• Data provided
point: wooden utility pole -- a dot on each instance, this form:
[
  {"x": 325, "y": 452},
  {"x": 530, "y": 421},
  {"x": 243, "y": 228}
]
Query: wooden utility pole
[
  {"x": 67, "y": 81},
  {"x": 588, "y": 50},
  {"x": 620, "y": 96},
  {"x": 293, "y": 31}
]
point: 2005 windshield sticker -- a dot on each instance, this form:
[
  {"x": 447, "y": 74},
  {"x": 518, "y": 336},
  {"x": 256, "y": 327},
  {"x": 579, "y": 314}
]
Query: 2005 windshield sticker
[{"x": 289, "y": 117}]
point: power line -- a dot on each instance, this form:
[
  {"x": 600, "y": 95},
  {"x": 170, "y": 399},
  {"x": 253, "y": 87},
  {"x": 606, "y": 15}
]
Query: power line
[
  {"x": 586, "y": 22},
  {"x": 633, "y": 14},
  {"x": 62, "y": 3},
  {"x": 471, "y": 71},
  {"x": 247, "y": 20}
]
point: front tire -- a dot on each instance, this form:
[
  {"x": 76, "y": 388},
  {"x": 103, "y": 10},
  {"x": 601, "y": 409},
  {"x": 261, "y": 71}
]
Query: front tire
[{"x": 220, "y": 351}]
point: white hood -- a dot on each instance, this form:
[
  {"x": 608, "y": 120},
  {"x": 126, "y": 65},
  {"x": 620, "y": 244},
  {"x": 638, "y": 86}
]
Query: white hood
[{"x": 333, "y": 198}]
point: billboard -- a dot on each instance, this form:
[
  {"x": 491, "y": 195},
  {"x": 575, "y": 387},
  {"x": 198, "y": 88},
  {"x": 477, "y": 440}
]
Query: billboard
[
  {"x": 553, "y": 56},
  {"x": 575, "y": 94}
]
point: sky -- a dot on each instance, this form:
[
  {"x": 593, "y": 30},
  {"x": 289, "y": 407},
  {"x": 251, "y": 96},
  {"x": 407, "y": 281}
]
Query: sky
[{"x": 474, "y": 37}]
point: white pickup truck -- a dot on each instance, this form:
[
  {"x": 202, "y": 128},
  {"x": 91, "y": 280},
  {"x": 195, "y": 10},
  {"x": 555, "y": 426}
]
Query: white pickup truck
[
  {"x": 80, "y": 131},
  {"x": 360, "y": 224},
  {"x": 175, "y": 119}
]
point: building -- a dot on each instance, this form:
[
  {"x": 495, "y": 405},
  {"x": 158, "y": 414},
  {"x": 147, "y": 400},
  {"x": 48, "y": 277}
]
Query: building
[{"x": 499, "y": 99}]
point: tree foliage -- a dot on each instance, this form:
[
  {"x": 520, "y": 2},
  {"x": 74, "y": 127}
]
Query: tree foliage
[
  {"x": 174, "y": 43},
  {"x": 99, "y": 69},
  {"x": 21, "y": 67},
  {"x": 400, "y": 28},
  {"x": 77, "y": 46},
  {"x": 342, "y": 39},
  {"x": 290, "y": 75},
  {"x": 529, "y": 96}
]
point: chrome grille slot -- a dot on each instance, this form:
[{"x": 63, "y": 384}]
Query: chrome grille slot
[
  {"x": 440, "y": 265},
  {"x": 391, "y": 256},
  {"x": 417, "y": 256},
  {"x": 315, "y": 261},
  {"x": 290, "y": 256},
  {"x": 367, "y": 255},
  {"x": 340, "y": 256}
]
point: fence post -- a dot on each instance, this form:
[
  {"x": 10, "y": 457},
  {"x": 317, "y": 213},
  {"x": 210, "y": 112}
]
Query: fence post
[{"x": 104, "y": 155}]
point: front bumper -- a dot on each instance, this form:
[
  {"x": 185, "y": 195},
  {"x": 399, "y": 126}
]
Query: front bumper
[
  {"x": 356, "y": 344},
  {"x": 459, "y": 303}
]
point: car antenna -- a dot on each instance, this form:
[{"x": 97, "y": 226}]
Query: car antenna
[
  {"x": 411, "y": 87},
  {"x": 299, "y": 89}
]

• Task to carry out
Output all of the data exactly.

• Exercise output
point: wooden utility pole -- a dot on each instance, this form:
[
  {"x": 325, "y": 452},
  {"x": 530, "y": 421},
  {"x": 243, "y": 228}
]
Query: wooden utility pole
[
  {"x": 67, "y": 81},
  {"x": 588, "y": 50},
  {"x": 620, "y": 96},
  {"x": 293, "y": 31}
]
point: 2005 windshield sticker -- a dot on each instance, this form:
[
  {"x": 447, "y": 74},
  {"x": 518, "y": 336},
  {"x": 256, "y": 327},
  {"x": 579, "y": 314}
]
Query: 2005 windshield sticker
[{"x": 289, "y": 117}]
point: power line -- a dot on each instance, this form:
[
  {"x": 600, "y": 95},
  {"x": 170, "y": 399},
  {"x": 253, "y": 87},
  {"x": 606, "y": 15}
]
Query: power line
[
  {"x": 586, "y": 22},
  {"x": 633, "y": 14},
  {"x": 62, "y": 3},
  {"x": 471, "y": 71},
  {"x": 247, "y": 20}
]
point: front tire -- a dot on each instance, this form:
[
  {"x": 76, "y": 388},
  {"x": 103, "y": 10},
  {"x": 601, "y": 409},
  {"x": 261, "y": 71}
]
Query: front tire
[{"x": 220, "y": 351}]
point: white hood -- a dot on each instance, this form:
[
  {"x": 608, "y": 120},
  {"x": 126, "y": 65},
  {"x": 620, "y": 244},
  {"x": 638, "y": 86}
]
Query: white hood
[{"x": 333, "y": 198}]
point: billboard -- a dot on each instance, this form:
[
  {"x": 491, "y": 195},
  {"x": 575, "y": 387},
  {"x": 198, "y": 88},
  {"x": 477, "y": 440}
]
Query: billboard
[
  {"x": 553, "y": 56},
  {"x": 575, "y": 94}
]
point: sky -- a dot on each instance, this form:
[
  {"x": 593, "y": 30},
  {"x": 289, "y": 407},
  {"x": 251, "y": 96},
  {"x": 407, "y": 281}
]
Query: sky
[{"x": 474, "y": 37}]
point: white pickup truck -- a dot on each instance, this form:
[
  {"x": 202, "y": 128},
  {"x": 91, "y": 280},
  {"x": 195, "y": 10},
  {"x": 555, "y": 426}
]
Query: white pickup truck
[
  {"x": 80, "y": 131},
  {"x": 360, "y": 224},
  {"x": 175, "y": 119}
]
point: building -- a dot on each instance, this form:
[
  {"x": 495, "y": 405},
  {"x": 158, "y": 414},
  {"x": 147, "y": 400},
  {"x": 48, "y": 277}
]
Query: building
[{"x": 499, "y": 99}]
point: tree foliage -- a dot on each instance, this form:
[
  {"x": 520, "y": 2},
  {"x": 74, "y": 127}
]
Query: tree foliage
[
  {"x": 174, "y": 43},
  {"x": 99, "y": 69},
  {"x": 21, "y": 67},
  {"x": 400, "y": 28},
  {"x": 77, "y": 46},
  {"x": 342, "y": 39},
  {"x": 290, "y": 75},
  {"x": 529, "y": 96}
]
point: chrome grille slot -- a dot on each instance, this form:
[{"x": 63, "y": 384}]
Query: chrome grille slot
[
  {"x": 440, "y": 265},
  {"x": 391, "y": 256},
  {"x": 417, "y": 256},
  {"x": 315, "y": 261},
  {"x": 290, "y": 256},
  {"x": 367, "y": 255},
  {"x": 340, "y": 256}
]
point: fence post -- a dot on each instance, this form:
[
  {"x": 10, "y": 457},
  {"x": 317, "y": 213},
  {"x": 210, "y": 112}
]
Query: fence post
[{"x": 104, "y": 155}]
point: front bumper -- a dot on each instance, this form:
[
  {"x": 185, "y": 195},
  {"x": 399, "y": 126}
]
Query: front bumper
[
  {"x": 356, "y": 344},
  {"x": 459, "y": 303}
]
point: car antenna -- a dot on each instance, this form:
[{"x": 97, "y": 226}]
Query: car antenna
[
  {"x": 411, "y": 87},
  {"x": 299, "y": 89}
]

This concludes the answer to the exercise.